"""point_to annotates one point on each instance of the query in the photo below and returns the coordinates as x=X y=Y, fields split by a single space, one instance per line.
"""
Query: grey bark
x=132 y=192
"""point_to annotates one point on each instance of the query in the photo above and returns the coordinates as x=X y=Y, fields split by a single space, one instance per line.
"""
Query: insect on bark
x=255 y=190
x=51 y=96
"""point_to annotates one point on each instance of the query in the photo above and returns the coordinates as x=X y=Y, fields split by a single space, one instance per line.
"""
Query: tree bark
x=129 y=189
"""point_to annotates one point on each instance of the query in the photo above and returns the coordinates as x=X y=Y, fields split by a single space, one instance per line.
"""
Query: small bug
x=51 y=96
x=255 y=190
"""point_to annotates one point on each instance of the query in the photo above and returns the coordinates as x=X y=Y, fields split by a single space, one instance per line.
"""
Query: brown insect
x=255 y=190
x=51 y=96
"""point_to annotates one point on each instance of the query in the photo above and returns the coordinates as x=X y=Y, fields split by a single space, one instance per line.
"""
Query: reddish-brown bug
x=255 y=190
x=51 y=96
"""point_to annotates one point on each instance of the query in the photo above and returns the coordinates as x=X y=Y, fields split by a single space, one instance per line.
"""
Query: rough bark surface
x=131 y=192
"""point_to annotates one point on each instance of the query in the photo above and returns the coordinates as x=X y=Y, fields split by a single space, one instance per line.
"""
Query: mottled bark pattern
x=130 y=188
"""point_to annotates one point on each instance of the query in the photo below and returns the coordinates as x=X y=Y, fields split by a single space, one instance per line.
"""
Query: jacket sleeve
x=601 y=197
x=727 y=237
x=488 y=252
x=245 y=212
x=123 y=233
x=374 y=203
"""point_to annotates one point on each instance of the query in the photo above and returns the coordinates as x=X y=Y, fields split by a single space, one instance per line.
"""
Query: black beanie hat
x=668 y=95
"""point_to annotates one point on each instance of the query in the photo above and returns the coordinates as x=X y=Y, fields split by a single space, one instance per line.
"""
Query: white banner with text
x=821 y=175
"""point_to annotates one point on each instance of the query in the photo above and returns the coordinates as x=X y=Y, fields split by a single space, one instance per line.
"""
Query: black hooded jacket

=== Instructions to follow ===
Reproduce the full listing above, character for character.

=== Problem solution ===
"""point_to annotates one point on each instance of the query in the photo below and returns the coordinates as x=X y=Y, fields split by a single space, one instance per line.
"""
Query: grey bark
x=132 y=192
"""point_to annotates one point on each instance of the query in the photo above and returns the coordinates as x=X y=Y, fields split by a single space, one instance per line.
"""
Query: insect on bark
x=255 y=190
x=51 y=96
"""point_to annotates one point on each instance of the query in the photo above and returns the coordinates as x=X y=Y, fields split by a single space, one instance per line.
"""
Query: tree bark
x=129 y=189
"""point_to annotates one point on each instance of the query in the photo above and returns the coordinates as x=X y=Y, fields split by a single space, one instance per line.
"""
Query: small bug
x=51 y=96
x=255 y=190
"""point_to annotates one point on each instance of the query in the photo above and returns the coordinates as x=X y=Y, fields split by a single space, one instance per line.
"""
Query: brown insect
x=255 y=190
x=51 y=96
"""point_to annotates one point on each instance of the query in the photo above and returns the coordinates as x=X y=Y, fields split by a single space, one instance per line.
"""
Query: reddish-brown bug
x=255 y=190
x=51 y=96
"""point_to annotates one point on each instance of the query in the photo above and returns the coordinates as x=X y=Y, fields split by a single space, one instance per line.
"""
Query: rough bark surface
x=131 y=192
"""point_to annotates one point on each instance of the query in the photo above and returns the coordinates as x=X y=Y, fields split by a single space, one instance per line.
"""
Query: mottled bark pattern
x=130 y=188
"""point_to annotates one point on each instance of the query in the photo below and returns the coordinates as x=X y=Y, fields split by a single space, one instance per line.
"""
Query: jacket sleeve
x=601 y=197
x=727 y=237
x=488 y=252
x=245 y=212
x=123 y=233
x=374 y=203
"""point_to annotates one point on each instance of the query in the photo above and returns the coordinates as x=X y=Y, fields split by a single space, one instance per line.
"""
Query: black beanie hat
x=668 y=95
"""point_to annotates one point on each instance of the query in the photo above and returns the coordinates as x=X y=Y, fields split by a single space, one instance per line.
"""
Query: white banner with text
x=821 y=175
"""point_to annotates one point on each instance of the query in the photo above and returns the coordinates as x=X y=Y, fields split by a single space, one instance per line.
"""
Query: black hooded jacket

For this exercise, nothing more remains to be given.